───── Excerpt

Just as I began the second verse Matt rushed in through the door waving his hands. Our eyes meet and I smiled. I was so happy that he made it in the nick of time. 


After I got off stage we embraced and he smiled "I had no idea you could do that!" I was so overjoyed to have him there with me that night. 


This is one of my favorite photos from that night. Mariko, our CEO and Creative Director, decided to surprise us with framed posters that said "Original Cast and Crew". From left to right: Jessie Sander, our principal dancer who has also done a considerable amount of production work with us as well, Mariko, Tink, and myself. The four of us have been a solid team long before we opened the doors.

This past year has certainly been one of the most rewarding years of my life. Looking back it is amazing to see how far we have come and how hard we all strived. I could not imaging working with better group of people. I know in my heart that we have become an unstoppable force and that this was only the beginning.

Sunday, November 10, 2013

Grounded: The Art of Looking Down (Part 7)


Resting my legs on the wall adjacent to my bed. One of the first pictures I took in my new apartment. I thoroughly enjoy having the place all to myself.

──────────
───── Records

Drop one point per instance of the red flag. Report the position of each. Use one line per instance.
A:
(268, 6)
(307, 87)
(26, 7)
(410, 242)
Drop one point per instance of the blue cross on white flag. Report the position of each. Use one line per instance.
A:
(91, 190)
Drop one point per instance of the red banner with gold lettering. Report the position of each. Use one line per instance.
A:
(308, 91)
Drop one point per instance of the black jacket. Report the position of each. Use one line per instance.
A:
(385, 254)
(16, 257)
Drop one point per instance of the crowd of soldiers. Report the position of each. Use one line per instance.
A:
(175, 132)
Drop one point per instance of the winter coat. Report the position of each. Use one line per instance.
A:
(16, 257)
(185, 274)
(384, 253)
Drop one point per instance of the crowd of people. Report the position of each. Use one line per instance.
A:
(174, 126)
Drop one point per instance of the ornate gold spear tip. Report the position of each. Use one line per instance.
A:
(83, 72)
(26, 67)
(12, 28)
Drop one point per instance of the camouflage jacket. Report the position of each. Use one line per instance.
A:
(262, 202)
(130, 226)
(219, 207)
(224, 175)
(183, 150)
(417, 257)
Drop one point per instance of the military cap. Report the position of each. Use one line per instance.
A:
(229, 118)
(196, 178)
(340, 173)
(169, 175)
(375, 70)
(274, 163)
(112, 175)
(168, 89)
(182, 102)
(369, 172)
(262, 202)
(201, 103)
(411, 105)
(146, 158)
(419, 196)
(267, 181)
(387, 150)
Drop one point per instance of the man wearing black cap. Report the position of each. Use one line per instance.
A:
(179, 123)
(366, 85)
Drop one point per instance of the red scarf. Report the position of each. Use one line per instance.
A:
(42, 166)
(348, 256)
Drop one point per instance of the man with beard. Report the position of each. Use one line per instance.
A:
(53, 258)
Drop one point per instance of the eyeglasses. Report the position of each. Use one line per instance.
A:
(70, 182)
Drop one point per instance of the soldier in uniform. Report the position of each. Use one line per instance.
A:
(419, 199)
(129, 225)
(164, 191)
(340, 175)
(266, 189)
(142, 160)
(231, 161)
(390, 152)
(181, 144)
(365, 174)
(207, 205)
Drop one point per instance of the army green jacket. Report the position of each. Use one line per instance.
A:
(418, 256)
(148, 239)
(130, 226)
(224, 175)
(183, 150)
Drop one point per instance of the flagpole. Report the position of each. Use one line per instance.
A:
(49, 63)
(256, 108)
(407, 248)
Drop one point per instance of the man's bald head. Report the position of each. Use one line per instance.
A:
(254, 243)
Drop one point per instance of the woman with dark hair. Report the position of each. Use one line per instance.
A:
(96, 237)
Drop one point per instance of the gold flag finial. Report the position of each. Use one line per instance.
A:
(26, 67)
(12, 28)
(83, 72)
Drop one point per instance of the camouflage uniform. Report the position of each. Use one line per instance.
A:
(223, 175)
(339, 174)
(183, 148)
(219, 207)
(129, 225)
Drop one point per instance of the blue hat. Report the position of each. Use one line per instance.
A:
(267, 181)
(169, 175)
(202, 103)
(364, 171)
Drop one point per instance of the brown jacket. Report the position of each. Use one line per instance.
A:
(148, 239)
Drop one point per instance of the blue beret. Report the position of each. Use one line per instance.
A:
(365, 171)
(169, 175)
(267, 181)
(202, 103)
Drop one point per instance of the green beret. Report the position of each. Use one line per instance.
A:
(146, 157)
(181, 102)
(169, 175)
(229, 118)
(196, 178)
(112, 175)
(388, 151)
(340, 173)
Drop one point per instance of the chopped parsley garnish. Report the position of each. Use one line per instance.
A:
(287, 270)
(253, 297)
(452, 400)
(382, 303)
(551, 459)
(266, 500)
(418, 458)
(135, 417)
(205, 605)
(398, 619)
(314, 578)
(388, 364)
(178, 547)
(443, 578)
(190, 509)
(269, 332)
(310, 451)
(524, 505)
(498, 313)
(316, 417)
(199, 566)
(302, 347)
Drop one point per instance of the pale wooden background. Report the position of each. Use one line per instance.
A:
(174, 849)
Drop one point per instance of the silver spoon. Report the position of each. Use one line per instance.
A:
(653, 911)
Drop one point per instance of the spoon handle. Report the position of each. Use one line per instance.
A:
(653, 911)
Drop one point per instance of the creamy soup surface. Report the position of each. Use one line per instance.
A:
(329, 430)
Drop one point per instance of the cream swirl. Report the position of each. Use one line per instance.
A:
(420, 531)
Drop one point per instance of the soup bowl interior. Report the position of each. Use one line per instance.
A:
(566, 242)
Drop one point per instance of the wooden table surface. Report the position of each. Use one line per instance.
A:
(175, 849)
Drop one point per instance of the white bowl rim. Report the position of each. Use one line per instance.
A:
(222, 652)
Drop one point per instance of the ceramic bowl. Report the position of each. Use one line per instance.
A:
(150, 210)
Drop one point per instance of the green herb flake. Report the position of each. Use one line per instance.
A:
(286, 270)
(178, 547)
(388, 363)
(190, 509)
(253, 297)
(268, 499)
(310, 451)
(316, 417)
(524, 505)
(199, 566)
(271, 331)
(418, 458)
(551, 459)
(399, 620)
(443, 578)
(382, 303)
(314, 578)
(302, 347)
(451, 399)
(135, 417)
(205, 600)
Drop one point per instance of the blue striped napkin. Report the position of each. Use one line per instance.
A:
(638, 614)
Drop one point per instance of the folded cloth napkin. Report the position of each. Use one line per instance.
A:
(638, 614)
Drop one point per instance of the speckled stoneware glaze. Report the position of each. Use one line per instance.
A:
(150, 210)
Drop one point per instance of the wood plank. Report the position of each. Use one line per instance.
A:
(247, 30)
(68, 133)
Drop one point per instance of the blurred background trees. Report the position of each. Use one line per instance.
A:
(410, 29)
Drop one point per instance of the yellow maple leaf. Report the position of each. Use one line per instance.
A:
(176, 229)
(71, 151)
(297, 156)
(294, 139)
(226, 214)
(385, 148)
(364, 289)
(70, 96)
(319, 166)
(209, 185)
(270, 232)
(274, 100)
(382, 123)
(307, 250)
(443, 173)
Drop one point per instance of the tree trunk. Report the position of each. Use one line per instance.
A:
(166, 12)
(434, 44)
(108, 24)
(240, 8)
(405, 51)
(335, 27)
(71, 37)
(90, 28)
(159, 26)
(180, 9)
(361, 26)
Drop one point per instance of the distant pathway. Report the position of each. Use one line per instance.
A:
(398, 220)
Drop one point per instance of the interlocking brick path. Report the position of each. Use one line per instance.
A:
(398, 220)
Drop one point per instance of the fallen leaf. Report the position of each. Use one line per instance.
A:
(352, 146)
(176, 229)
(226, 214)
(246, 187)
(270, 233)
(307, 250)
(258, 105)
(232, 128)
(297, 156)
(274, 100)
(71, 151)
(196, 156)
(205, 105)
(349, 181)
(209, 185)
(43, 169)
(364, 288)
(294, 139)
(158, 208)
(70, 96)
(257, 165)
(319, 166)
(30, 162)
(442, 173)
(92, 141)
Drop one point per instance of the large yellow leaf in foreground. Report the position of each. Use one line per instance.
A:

──────────

• Problems to solve:
1. Could you copy out the part of the blog excerpt that opens with the words containing "This is one" and closes with "Down (Part 7)"?
2. What is the French translation of this sentence from the blog excerpt: "I thoroughly enjoy having the place all to myself."?

• Task-by-task solutions:
1.
This is one of my favorite photos from that night. Mariko, our CEO and Creative Director, decided to surprise us with framed posters that said "Original Cast and Crew". From left to right: Jessie Sander, our principal dancer who has also done a considerable amount of production work with us as well, Mariko, Tink, and myself. The four of us have been a solid team long before we opened the doors.

This past year has certainly been one of the most rewarding years of my life. Looking back it is amazing to see how far we have come and how hard we all strived. I could not imaging working with better group of people. I know in my heart that we have become an unstoppable force and that this was only the beginning.

Sunday, November 10, 2013

Grounded: The Art of Looking Down (Part 7)

2. J'apprécie énormément d'avoir l'endroit rien qu'à moi.